EXERCISE TASK 1:
Answer these questions from the blog post on Indian voting systems.
(a) What literacy rate did India's people have in 1947?
(b) In what year did women in the U.S. gain the right to vote?
(c) Under First-Past-the-Post, which candidate is favored?

PAGE EXCERPT:
Exploring Indian Democracy: Alternative Voting Systems and Their Math
Hi. Today is Makara Sankranti, its the first anniversary of my blog. Thanks a lot to all my readers for giving your time to read my articles.
Today’s blog explores India’s democracy and voting systems. It draws from notes I’ve written over time to deepen my understanding, insights from books I’ve read, and my observations of Bharat and her socioeconomic conditions. Additionally, it includes a mathematical model I wrote in python to simulate alternative voting systems.
The makers of constitution decided to do an ambitious experiment: “Democracy before development”. In 1947 when India got independence from Colonial oppression, her people had literacy rate of just 12%, another data from 1951 says it was 18% along with a very low per capita GDP[1]. Yet the constitution granted equal voting rights to all citizens, regardless of their education, socioeconomic condition, caste, religion or other factors.
In contrast, the United States initially restricted voting rights to white male landowners. Women in the U.S. gained the right to vote only in 1920, and the Voting Rights Act of 1965 finally outlawed racial discrimination in voting by which time the U.S. was already a developed nation.
Many skeptics predicted that India’s unique experiment on democracy might fail, but here we are, India has never experienced a military coup, and over the past 25 years, every elected government has successfully completed its five-year term - a rarity among South Asian democracies. This equal voting right is something we should be proud of, as it is empowering marginalized groups in society.
The current voting system
The current voting system First-Past-the-Post(FPP) favours the person who got most number of votes, without any minimum requirements. England and most of its ex-colonies have this electoral system. This “majority rules” style is essentially flawed considering democratic context. Democracy is for everyone, not just the majority or minority. In FPP the Government or the ruling party often represents the majority may be sometimes only a few particular groups and not all the people, while democracy should be fundamentally for all the people.
Flaws of current voting system
The first generation of politicians in India had a nation-building mission as most of them were freedom fighters. Even the current Prime Minister Shri Narendra Modi mentioned in his podcast with Nikhil Kamath that those politicians were more creative and were dedicated for India’s development [2]. However after 1970s, the new generation of politicians had a more election -winning mindset. This mindset shift has led to exploit India and her democracy, especially the voting system.
The current voting system can be exploited and has been getting exploited a lot. Rather than investing in broad-based development, politicians are trying to do just enough to please few particular groups often categorized by caste, region and religion [3]. They can win election by gaining their support as current system favours the person with more number of votes This ‘Vote bank politics’(clientelism) is by a large extent an effect of current FPP system. Caste and religion based appeasement politics is really common in India, literally many party-coalition reflect more towards groups they are targeting and less towards development and policies [4].

EXERCISE TASK 2: In the listing, recast the lines as a Markdown table with the columns Row and Line. Start with the line containing "For this exercise we mark the eyeglasses" and go on through the line containing "[(469, 143)]", leaving out blank lines.

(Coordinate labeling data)

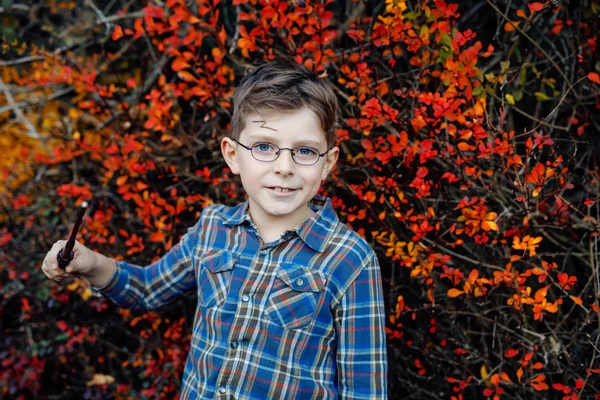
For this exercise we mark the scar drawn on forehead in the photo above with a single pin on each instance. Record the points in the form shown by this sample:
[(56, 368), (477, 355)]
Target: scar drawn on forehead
[(264, 125)]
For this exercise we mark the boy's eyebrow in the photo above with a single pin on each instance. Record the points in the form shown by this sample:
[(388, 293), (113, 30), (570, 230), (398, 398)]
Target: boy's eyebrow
[(264, 125)]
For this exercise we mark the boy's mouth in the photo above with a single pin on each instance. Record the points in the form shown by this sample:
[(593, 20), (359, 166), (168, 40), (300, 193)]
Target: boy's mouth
[(282, 189)]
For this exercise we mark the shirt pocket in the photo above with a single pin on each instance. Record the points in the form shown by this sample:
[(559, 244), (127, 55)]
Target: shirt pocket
[(215, 275), (294, 296)]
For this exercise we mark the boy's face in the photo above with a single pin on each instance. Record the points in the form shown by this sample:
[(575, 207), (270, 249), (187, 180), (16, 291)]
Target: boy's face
[(263, 181)]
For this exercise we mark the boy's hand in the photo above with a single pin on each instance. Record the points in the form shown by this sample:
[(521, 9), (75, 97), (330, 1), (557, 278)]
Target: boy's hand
[(83, 264)]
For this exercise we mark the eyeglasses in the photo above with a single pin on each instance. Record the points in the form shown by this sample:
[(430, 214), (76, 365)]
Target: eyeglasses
[(267, 152)]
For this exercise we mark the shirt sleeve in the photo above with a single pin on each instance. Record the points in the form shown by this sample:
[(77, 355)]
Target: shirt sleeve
[(360, 325), (148, 288)]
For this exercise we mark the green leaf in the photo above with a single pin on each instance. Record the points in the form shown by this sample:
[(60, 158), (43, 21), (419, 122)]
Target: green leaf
[(518, 95)]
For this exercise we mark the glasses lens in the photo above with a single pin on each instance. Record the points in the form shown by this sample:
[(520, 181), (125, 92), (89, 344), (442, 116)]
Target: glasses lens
[(306, 155), (264, 151)]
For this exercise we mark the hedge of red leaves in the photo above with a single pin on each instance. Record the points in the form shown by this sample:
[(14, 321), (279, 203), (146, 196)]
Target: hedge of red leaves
[(469, 143)]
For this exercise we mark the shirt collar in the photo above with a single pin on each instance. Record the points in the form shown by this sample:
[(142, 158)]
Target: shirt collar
[(316, 231)]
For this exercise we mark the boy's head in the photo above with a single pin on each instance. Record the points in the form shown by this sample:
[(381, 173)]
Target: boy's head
[(284, 88), (282, 141)]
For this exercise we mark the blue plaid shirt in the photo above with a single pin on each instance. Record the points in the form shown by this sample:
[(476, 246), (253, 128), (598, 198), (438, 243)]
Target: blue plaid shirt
[(298, 318)]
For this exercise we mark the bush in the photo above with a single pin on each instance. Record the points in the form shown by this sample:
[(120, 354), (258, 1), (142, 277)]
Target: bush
[(468, 162)]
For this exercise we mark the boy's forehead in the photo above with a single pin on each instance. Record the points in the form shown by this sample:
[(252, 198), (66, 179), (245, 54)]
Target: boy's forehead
[(277, 126)]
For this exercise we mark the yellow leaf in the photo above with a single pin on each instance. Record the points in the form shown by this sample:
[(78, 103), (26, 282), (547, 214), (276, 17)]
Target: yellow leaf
[(99, 379), (489, 225)]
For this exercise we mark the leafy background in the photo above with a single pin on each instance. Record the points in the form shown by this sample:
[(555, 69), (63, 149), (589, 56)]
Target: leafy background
[(469, 142)]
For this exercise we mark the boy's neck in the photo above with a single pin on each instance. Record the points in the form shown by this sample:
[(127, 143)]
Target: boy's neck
[(270, 229)]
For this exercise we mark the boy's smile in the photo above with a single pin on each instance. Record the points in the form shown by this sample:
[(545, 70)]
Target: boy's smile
[(279, 190)]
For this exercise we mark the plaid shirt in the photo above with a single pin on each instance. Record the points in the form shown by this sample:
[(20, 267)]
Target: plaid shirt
[(299, 318)]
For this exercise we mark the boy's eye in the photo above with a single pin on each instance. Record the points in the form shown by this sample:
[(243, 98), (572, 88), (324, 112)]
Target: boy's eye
[(264, 147), (305, 151)]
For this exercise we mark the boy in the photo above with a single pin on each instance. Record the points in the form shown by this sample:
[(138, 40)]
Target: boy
[(290, 304)]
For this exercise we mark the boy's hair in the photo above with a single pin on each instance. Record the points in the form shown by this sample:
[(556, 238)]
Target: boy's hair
[(281, 87)]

TASK OUTPUT 1:
(a) 12%
(b) 1920
(c) The person who got the most votes, without any minimum requirements.

TASK OUTPUT 2:
| Row | Line |
|---|---|
| 1 | For this exercise we mark the eyeglasses in the photo above with a single pin on each instance. Record the points in the form shown by this sample: |
| 2 | [(430, 214), (76, 365)] |
| 3 | Target: eyeglasses |
| 4 | [(267, 152)] |
| 5 | For this exercise we mark the shirt sleeve in the photo above with a single pin on each instance. Record the points in the form shown by this sample: |
| 6 | [(77, 355)] |
| 7 | Target: shirt sleeve |
| 8 | [(360, 325), (148, 288)] |
| 9 | For this exercise we mark the green leaf in the photo above with a single pin on each instance. Record the points in the form shown by this sample: |
| 10 | [(60, 158), (43, 21), (419, 122)] |
| 11 | Target: green leaf |
| 12 | [(518, 95)] |
| 13 | For this exercise we mark the glasses lens in the photo above with a single pin on each instance. Record the points in the form shown by this sample: |
| 14 | [(520, 181), (125, 92), (89, 344), (442, 116)] |
| 15 | Target: glasses lens |
| 16 | [(306, 155), (264, 151)] |
| 17 | For this exercise we mark the hedge of red leaves in the photo above with a single pin on each instance. Record the points in the form shown by this sample: |
| 18 | [(14, 321), (279, 203), (146, 196)] |
| 19 | Target: hedge of red leaves |
| 20 | [(469, 143)] |